In which lines of the data does the string "instance" appear? Copy every one.

Dataset items:
○ ○ ○ ○

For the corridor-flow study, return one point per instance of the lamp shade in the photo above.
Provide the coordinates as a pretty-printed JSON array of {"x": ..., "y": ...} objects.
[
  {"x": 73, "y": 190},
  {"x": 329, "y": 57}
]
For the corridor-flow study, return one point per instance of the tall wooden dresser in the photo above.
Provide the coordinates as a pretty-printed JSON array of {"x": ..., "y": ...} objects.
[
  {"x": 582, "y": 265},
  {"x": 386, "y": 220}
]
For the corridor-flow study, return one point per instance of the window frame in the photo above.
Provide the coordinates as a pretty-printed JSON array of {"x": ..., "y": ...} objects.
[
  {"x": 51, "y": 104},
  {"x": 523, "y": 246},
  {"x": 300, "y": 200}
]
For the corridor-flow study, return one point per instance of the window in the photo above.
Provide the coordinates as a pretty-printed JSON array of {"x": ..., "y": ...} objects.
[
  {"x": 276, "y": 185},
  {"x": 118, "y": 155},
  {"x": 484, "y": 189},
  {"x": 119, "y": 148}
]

○ ○ ○ ○

Your response:
For the corridor-flow study, return one point per instance of the lamp shade in the photo above.
For the corridor-flow study, return one point per instance of the tall wooden dresser in the photo above.
For the corridor-flow study, return one point per instance of the window frame in the photo above.
For the corridor-flow study, return one point per instance of the window in the photo above.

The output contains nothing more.